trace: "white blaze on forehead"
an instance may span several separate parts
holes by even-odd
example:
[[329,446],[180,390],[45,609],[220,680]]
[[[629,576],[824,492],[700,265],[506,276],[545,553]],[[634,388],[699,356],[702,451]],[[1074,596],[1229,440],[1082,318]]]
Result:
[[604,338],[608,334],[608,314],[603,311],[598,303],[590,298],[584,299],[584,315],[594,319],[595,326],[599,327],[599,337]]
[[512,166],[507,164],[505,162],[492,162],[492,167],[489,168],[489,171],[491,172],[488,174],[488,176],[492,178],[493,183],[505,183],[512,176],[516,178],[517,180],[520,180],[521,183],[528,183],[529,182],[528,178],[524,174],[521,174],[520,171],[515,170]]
==================================================
## Work required
Render all of the lines above as a Markdown table with the columns "Row" and "Line". Number each row in sequence, and omit any blank lines.

## Right answer
| Row | Line |
|---|---|
| 1 | trace: "white blaze on forehead" |
| 2 | an instance may span several separate parts |
| 3 | holes by even-odd |
| 4 | example: |
| 5 | [[329,446],[180,390],[45,609],[220,680]] |
| 6 | [[[629,576],[824,492],[700,265],[506,276],[545,553]],[[634,388],[699,356],[702,451]],[[1074,596],[1229,440],[1082,318]]] |
| 7 | Result: |
| 8 | [[604,338],[608,334],[608,314],[603,311],[598,303],[590,298],[584,299],[584,315],[594,319],[595,326],[599,327],[599,337]] |
| 9 | [[512,166],[507,164],[505,162],[492,162],[492,167],[489,168],[489,171],[491,172],[488,174],[488,176],[492,178],[493,183],[505,183],[512,176],[516,178],[517,180],[520,180],[521,183],[528,183],[529,182],[528,178],[524,174],[521,174],[520,171],[515,170]] |